» **Directive**
Name every cloud database service that the passage on cloud-based databases below mentions.

======== Selected passage

Moving to a Cloud-based database system means the user needs to transfer their existing data from their current database to the cloud. Especially with organizations who currently use traditional relational database and have lots of existing data, portability is really needed. For these organization, choosing some relational database systems on the cloud, such as Amazon Relational Database services (which support Oracle and MySQL database, with import, export feature), or Google Cloud SQL (which is currently in limited preview phase, which also support import, export existing data) is a sensible solution. In addition, the migration possibility of database from one cloud-computing provider to another, or even from a cloud-computing provider to your own server, matters. There might be unexpected circumstances that occur, forcing the user to drop the current cloud-computing provider and moving to another one. Therefore, before actually settling on a particular database from a particular cloud-computing provider, the user needs to consider if they can easily port their application and its database code after they have implemented it. 4.5.2

Reliability and Availability

For database that requires high reliability and availability, a cloud-based database that offer replication of data is really important. For example, Amazon Relation Database Services offer a feature that could help to ensure reliability for the data: Multi AZ deployment. When user enable this and run their instance as a Multi AZ instance, Amazon RDS will automatically create and manage a "standby" replica in a different Availability Zone. Database updates are performed to both primary and standby database at the same time. The standby database cannot be used to serve read traffic, but it can be used to replace the primary one in case of database maintenance or database instance failure. It helps to ensure reliability and availability for the database system in case of any incident. Google Cloud SQL is also designed to cater for database with high replication application, because it is designed with inherent support for replication of data in different availability regions. Google Datastore (a NoSQL db system) offers the model high-replication Datastore (HRD), using Paxos architecture to increase reliability and availability for the database sytem. However, with database that does not require high replication of data, using database service with these feature could badly affects the performance of the application.

================
======== Material provided

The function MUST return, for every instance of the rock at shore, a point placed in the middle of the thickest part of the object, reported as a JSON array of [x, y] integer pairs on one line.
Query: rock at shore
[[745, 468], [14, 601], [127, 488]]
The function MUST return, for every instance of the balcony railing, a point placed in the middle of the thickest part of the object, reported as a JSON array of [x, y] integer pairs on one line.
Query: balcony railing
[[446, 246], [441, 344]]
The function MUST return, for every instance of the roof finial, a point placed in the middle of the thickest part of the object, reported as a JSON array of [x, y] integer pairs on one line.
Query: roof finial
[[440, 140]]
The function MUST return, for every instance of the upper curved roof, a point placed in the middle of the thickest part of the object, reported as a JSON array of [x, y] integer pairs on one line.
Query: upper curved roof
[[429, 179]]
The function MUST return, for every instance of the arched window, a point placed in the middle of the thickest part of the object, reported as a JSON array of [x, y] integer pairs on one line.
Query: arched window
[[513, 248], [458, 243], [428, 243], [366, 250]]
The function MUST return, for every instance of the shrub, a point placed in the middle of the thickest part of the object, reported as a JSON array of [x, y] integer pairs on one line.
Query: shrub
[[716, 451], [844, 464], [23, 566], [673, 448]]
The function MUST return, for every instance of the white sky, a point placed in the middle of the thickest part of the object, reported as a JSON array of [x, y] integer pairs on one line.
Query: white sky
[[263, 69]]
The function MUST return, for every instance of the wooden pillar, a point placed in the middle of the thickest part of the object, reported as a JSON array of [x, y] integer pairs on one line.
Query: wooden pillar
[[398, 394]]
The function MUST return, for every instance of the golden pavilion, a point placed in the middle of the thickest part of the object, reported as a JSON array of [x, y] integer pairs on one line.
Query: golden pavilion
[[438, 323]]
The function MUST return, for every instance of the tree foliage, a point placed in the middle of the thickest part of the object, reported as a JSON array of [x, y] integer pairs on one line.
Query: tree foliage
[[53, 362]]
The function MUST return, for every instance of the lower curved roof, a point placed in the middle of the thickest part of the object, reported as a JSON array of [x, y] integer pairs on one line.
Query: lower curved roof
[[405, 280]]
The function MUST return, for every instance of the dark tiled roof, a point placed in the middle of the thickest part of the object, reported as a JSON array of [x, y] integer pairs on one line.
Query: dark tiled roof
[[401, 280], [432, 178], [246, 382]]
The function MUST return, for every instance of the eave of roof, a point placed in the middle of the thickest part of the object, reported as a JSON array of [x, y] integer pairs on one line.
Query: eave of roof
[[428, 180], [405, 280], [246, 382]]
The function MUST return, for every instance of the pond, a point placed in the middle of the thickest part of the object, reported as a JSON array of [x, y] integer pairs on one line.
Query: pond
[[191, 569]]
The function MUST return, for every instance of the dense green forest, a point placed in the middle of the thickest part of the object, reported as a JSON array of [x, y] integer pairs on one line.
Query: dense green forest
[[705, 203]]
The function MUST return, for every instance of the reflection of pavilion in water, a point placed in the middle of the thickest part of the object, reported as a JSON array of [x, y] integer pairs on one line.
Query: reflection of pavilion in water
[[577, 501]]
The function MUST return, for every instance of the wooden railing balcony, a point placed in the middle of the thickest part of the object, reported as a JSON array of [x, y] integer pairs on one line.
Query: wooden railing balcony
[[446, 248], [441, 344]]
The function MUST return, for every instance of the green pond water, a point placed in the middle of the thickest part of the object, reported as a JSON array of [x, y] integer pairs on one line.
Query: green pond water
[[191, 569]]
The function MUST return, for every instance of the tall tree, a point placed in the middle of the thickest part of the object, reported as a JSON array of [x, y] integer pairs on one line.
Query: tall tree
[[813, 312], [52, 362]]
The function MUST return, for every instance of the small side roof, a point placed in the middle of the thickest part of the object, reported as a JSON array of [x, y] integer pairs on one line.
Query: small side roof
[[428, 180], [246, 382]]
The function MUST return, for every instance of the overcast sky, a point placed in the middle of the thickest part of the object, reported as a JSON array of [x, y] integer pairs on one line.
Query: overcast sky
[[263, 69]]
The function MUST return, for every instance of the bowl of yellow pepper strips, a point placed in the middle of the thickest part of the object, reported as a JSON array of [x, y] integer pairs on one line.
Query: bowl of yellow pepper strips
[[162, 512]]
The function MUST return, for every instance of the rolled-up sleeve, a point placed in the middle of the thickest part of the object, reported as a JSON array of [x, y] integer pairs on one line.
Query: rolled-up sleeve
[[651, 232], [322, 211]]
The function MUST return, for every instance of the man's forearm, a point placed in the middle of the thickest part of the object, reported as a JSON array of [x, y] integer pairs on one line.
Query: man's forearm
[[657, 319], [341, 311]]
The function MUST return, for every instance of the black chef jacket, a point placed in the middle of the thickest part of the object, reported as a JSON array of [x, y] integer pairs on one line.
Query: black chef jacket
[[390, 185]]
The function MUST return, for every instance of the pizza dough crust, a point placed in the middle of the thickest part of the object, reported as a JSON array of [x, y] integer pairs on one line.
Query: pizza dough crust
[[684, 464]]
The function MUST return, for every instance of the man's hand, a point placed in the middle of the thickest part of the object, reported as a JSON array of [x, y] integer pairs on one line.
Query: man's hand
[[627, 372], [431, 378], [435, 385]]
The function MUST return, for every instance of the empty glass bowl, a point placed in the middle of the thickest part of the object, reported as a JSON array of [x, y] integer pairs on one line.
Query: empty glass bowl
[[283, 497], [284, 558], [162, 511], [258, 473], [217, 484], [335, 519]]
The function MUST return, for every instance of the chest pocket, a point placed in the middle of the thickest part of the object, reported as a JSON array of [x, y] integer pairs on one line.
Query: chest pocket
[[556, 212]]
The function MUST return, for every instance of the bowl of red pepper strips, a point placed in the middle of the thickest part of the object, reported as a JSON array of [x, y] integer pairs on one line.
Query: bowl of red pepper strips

================

» **Expected answer**
- Amazon Relational Database Services (Amazon RDS)
- Google Cloud SQL
- Google Datastore